-------- Text section
The registered holder of this Warrant Certificate may acquire any lesser number
of Common Shares than the number of Common Shares which may be acquired for the
Purchase Warrants represented by this Warrant Certificate. In such event, the
holder shall be entitled to receive a new certificate for the balance of the
Common Shares which may be acquired. To the extent that the Warrantholder is
entitled to receive on the exercise or partial exercise thereof a fraction of a
Common Share, such right may only be exercised in respect of such fraction in
combination with another Purchase Warrant or other Purchase Warrants which in
the aggregate entitles the Warrantholder to receive a whole number of Common
Shares.
If the Warrantholder is not able to, or elects not to, combine Purchase Warrants
so as to be entitled to acquire a whole number of Common Shares, the Corporation
shall make an appropriate cash settlement. However, in respect of any
Warrantholder, the Corporation shall only be required to make such a cash
adjustment once and for one Purchase Warrant and no more. The amount of the cash
adjustment with respect to the Common Share shall be equal to the fraction of
the Common Share to which the Warrantholder would be entitled multiplied by the
Current Market Price (as defined in the Indenture).
The Purchase Warrants represented by this certificate are issued under and
pursuant to a Warrant Indenture (herein referred to as the "Indenture") made as
of December 13, 1996 between the Corporation and the Trustee. Reference is made
to the Indenture and any instruments supplemental thereto for a full description
of the rights of the holders of the Purchase Warrants and the terms and
conditions upon which the Purchase Warrants are, or are to be, issued and held,
with the same effect as if the provisions of the Indenture and all instruments
supplemental thereto were set forth herein. By acceptance hereof, the holder
assents to all provisions of the Indenture. In the event of a conflict between
the provisions of the Warrant Certificate and the Indenture, the provisions of
the Indenture shall govern. Capitalized terms used in the Indenture have the
meaning herein as therein, unless otherwise defined. Upon request, the
Corporation will provide the holder with a copy of the Indenture, without
charge.
The Indenture contains provisions for adjustment of the number and kind of
securities which may be issued upon exercise of the Purchase Warrant in certain
specified circumstances.
----------------
-------- Data excerpts
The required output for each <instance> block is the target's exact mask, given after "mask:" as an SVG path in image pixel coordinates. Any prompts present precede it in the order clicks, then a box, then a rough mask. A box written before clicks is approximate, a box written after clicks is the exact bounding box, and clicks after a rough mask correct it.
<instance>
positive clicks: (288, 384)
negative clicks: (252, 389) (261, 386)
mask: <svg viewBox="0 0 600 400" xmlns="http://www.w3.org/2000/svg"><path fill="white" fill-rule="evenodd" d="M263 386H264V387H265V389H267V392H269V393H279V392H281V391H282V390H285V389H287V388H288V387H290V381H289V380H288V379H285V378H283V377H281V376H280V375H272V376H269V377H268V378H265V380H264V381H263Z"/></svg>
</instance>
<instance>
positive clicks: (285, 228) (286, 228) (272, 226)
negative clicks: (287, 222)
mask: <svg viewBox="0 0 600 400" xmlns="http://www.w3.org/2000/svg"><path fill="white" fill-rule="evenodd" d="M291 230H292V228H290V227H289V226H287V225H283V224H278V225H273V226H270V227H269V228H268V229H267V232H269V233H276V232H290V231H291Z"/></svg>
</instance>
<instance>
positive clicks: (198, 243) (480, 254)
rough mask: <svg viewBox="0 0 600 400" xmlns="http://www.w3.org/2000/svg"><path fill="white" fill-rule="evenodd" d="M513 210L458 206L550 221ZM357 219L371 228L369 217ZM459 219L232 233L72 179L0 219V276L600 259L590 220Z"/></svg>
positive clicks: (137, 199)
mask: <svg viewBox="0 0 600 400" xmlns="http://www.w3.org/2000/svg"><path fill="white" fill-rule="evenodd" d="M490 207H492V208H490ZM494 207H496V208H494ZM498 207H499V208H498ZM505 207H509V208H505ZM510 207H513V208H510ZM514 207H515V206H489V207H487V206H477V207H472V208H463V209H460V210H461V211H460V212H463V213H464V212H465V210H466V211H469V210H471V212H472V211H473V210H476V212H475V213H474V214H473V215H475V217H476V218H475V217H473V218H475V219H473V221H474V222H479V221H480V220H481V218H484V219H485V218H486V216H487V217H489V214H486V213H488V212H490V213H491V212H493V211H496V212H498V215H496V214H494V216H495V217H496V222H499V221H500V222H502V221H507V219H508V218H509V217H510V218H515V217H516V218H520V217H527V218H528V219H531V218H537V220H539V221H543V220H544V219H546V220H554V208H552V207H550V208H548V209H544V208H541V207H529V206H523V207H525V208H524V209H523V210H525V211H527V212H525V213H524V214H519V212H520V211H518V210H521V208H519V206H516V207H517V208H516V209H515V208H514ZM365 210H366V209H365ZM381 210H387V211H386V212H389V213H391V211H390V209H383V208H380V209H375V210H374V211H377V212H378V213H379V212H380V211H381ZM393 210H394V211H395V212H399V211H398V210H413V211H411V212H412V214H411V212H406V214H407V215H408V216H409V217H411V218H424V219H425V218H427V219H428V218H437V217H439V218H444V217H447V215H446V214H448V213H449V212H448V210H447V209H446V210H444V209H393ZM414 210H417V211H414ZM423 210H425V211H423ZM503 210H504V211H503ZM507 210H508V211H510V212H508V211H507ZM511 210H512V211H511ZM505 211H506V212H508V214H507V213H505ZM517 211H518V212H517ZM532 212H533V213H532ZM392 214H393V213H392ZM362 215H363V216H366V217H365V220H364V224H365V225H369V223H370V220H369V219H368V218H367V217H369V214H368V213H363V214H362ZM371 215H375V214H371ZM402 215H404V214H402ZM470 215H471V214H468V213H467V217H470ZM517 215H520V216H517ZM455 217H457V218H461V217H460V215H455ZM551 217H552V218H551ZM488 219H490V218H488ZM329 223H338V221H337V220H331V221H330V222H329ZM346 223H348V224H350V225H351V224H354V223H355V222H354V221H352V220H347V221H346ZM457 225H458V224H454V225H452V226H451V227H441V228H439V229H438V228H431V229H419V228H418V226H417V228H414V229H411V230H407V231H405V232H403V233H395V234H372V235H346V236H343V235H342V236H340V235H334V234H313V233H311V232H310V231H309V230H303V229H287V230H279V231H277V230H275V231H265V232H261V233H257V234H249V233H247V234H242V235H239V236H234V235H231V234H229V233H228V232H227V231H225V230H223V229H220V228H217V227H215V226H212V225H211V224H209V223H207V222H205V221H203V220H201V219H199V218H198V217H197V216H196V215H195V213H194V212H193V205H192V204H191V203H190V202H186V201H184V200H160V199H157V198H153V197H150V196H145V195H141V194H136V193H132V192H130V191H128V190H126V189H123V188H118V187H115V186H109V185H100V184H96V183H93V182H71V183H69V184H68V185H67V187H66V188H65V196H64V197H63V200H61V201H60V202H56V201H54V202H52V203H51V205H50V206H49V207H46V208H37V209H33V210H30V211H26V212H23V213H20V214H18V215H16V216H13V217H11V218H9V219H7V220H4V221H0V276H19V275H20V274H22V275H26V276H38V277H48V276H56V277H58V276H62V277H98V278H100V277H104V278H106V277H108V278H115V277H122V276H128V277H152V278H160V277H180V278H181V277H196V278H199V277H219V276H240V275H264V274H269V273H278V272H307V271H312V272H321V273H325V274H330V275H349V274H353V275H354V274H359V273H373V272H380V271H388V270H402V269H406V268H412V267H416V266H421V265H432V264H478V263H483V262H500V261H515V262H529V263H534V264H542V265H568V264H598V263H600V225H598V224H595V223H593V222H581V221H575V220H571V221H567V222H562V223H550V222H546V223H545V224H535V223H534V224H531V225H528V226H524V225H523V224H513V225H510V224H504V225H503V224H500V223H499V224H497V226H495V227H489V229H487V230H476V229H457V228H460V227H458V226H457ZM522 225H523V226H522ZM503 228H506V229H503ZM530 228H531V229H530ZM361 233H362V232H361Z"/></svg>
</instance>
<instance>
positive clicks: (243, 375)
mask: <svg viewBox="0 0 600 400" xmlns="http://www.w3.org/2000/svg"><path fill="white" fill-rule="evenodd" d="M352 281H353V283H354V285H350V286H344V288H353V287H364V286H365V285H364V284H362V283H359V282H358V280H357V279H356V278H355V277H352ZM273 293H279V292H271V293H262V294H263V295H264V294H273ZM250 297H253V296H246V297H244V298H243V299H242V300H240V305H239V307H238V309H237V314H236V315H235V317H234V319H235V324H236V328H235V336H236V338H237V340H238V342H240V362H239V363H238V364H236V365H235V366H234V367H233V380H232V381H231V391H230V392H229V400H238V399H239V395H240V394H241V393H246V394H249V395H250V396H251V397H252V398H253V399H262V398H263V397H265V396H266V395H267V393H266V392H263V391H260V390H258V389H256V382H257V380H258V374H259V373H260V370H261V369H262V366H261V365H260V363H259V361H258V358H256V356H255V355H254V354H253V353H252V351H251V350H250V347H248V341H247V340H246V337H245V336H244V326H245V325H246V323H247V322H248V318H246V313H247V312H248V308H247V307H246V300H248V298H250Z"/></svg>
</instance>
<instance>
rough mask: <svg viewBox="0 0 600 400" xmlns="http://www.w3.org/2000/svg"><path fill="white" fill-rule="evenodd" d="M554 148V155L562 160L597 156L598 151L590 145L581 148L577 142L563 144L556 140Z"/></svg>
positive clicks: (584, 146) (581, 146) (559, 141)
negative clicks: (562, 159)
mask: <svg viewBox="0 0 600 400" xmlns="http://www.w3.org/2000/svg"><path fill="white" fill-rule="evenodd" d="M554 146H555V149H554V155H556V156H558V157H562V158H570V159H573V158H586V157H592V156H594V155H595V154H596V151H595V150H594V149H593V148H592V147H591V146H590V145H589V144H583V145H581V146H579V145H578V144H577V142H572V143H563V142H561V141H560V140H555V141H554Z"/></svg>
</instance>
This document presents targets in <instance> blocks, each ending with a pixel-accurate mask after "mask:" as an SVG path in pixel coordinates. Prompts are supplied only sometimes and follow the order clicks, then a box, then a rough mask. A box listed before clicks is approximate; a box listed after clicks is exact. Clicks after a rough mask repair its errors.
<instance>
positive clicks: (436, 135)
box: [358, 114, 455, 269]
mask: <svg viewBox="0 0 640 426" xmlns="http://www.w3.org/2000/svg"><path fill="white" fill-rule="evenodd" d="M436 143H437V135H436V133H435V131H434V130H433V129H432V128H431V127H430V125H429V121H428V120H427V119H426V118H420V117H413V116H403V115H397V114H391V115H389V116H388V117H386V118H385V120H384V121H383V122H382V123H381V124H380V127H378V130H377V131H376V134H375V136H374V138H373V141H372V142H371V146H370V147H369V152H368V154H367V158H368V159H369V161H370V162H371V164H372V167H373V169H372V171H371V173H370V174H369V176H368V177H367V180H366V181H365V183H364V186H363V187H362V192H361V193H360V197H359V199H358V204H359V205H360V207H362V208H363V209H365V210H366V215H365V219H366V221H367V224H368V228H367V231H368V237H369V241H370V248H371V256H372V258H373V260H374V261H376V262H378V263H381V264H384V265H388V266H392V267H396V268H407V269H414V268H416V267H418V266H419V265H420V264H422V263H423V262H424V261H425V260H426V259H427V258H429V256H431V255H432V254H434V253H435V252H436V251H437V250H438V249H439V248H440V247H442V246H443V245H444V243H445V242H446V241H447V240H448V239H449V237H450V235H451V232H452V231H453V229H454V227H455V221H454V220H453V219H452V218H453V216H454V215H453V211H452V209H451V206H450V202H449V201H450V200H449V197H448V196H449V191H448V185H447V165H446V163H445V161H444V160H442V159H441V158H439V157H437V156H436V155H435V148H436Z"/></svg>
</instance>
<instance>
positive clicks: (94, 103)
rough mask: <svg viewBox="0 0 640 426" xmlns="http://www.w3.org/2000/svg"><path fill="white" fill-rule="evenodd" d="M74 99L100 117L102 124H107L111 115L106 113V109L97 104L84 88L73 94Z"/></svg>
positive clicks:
----------------
**Problems and tasks**
1. Answer these questions about the warrant certificate text:
(a) How many times must the Corporation make a cash adjustment for any one Warrantholder?
(b) As of what date was the Warrant Indenture made?
(c) If the Warrant Certificate and the Indenture conflict, whose provisions govern?
2. Carry on the warrant certificate text from the point where it stops.
The material comes from a separate source and has nothing to do with the warrant certificate text.

**Answers for this exercise**
1.
(a) Once, and for one Purchase Warrant only.
(b) December 13, 1996.
(c) The provisions of the Indenture.

2.
The registered holder of this Warrant Certificate may, at any time prior to the
Expiry Date, upon surrender hereof to the Trustee at its principal offices in
the cities of Calgary or Vancouver, exchange this Warrant Certificate for other
certificates entitling the holder to acquire, in the aggregate, the same number
of Common Shares as may be acquired under this Warrant Certificate.
The holding of the Purchase Warrants evidenced by this Warrant Certificate shall
not constitute the holder hereof a shareholder of the Corporation or entitle the
holder to any right or interest in respect thereof except as expressly provided
in the Indenture or in this Warrant Certificate.
The Indenture provides that all holders of Purchase Warrants shall be bound by
any resolution passed at a meeting of the holders held in accordance with the
provisions of the Indenture and resolutions signed by the holders of Purchase
Warrants entitled to acquire a specified majority of the Common Shares which may
be acquired pursuant to all then outstanding Purchase Warrants.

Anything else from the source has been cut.